From the listing below, reproduce verbatim the lines running from the one that contains "Where in the frame above is the tub" up to and including the one that contains "(449, 308), (480, 346)".
--- Start PROVIDED ENTRIES ---
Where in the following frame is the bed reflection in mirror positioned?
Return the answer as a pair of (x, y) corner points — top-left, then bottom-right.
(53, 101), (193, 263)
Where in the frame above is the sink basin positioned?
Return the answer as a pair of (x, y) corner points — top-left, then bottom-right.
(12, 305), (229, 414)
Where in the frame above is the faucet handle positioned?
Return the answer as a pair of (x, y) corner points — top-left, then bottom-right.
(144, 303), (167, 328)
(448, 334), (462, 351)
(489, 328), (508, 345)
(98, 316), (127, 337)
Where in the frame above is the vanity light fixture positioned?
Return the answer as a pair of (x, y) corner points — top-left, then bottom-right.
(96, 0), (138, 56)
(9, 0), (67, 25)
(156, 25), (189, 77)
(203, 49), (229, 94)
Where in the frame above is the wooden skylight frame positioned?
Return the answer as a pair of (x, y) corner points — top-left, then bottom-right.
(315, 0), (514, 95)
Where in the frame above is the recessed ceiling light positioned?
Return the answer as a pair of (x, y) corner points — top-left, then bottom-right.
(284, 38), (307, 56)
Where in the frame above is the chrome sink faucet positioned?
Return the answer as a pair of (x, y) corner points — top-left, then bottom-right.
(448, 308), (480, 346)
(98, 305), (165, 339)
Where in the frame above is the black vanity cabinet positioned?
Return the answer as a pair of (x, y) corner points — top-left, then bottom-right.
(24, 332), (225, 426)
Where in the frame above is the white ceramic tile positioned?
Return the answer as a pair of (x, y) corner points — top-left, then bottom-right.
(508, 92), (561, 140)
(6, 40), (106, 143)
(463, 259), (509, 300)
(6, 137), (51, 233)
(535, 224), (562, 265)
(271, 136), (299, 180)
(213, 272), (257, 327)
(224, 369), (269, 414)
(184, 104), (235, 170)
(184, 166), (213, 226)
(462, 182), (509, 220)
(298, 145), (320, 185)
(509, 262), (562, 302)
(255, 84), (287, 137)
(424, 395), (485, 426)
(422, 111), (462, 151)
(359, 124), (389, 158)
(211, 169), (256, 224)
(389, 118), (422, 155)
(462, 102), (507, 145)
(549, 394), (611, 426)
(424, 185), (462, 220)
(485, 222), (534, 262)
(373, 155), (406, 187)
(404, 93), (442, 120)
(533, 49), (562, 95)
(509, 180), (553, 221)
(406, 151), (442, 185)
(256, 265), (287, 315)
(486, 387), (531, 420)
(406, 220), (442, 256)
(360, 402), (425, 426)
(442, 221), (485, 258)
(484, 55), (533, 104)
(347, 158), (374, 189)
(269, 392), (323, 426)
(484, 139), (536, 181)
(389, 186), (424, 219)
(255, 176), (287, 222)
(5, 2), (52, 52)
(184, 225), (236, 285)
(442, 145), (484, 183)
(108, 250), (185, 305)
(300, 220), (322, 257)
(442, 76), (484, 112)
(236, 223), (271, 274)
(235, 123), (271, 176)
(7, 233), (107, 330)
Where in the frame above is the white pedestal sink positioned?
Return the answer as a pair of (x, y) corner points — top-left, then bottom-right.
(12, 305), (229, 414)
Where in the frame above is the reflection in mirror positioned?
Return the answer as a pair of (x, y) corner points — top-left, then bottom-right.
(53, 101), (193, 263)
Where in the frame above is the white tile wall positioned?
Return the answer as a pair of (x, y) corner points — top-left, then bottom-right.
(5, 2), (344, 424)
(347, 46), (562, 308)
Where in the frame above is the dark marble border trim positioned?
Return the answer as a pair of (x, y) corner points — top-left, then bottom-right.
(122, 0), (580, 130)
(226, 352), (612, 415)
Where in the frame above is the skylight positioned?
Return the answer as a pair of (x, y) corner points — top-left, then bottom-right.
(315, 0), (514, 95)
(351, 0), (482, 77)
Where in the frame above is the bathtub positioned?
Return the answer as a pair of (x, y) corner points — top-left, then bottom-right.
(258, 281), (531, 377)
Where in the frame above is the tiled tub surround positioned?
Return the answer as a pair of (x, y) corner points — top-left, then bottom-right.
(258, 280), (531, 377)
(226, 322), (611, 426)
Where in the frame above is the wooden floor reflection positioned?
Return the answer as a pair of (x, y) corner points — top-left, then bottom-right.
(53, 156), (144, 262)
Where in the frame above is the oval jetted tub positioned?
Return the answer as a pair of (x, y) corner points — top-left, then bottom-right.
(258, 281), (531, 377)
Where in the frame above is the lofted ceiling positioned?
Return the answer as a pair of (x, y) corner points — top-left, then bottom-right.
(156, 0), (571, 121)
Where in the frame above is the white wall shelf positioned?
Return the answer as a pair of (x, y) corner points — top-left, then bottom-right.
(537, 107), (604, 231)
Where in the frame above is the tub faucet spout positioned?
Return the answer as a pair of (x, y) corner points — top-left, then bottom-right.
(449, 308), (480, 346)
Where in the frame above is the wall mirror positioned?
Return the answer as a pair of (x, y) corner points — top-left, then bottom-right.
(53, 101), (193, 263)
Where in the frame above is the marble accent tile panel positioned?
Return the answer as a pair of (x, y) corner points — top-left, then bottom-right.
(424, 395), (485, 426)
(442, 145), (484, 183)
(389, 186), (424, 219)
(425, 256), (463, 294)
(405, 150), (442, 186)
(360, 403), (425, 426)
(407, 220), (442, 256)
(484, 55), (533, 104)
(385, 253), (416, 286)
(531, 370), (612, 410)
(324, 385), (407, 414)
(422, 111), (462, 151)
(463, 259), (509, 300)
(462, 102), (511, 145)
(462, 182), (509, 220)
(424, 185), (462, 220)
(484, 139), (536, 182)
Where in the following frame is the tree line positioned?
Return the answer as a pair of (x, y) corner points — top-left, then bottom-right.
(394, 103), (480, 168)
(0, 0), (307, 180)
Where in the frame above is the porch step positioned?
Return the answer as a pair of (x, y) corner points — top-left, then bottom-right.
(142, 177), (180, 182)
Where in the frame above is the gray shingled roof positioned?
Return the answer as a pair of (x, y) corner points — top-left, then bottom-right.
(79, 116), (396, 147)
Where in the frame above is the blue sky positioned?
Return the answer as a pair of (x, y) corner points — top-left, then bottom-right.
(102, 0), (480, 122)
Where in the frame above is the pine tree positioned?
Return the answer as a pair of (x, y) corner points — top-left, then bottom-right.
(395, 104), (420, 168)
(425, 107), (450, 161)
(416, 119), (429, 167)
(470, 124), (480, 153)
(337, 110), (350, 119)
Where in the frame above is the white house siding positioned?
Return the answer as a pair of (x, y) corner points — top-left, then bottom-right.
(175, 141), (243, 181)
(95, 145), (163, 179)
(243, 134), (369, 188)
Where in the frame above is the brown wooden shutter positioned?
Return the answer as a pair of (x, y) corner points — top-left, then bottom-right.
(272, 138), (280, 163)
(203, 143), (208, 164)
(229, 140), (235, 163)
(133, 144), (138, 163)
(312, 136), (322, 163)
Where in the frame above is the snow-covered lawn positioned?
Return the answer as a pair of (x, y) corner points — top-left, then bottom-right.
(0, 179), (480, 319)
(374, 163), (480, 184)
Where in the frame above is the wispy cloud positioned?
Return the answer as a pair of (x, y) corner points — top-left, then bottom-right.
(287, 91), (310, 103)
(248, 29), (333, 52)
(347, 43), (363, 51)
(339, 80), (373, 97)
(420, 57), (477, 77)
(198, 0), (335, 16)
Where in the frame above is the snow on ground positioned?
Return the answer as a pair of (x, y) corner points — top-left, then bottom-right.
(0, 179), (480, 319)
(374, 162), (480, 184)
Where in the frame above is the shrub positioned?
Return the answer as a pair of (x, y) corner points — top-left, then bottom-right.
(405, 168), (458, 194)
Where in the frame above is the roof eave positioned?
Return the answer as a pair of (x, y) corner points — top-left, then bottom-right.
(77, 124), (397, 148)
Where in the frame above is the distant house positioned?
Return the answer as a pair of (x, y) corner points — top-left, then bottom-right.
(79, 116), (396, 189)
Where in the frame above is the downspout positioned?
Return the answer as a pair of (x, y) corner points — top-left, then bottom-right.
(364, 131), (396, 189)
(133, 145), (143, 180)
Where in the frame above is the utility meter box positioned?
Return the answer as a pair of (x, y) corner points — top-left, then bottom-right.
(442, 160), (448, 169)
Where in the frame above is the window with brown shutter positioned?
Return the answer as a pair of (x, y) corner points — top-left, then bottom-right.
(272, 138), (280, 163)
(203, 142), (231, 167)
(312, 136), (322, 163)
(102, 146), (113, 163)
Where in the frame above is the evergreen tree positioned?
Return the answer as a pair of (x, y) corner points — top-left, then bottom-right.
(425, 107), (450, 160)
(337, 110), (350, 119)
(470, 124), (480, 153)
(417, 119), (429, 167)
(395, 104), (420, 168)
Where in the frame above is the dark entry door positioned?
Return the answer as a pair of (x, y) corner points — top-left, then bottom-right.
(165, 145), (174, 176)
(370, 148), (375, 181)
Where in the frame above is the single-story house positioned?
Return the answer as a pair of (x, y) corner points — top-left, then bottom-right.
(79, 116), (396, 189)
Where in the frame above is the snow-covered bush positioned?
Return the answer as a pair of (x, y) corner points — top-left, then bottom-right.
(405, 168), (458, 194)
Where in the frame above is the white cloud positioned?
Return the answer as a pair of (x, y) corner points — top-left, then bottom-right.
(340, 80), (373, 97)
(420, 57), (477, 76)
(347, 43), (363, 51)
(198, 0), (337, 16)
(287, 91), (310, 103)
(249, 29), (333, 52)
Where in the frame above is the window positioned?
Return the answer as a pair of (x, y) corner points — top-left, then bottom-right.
--- End PROVIDED ENTRIES ---
# RESPONSE FOR THIS EXERCISE
Where in the frame above is the tub faucet spout positioned?
Return the answer as a pair of (x, y) corner points — top-left, then bottom-right.
(449, 308), (480, 346)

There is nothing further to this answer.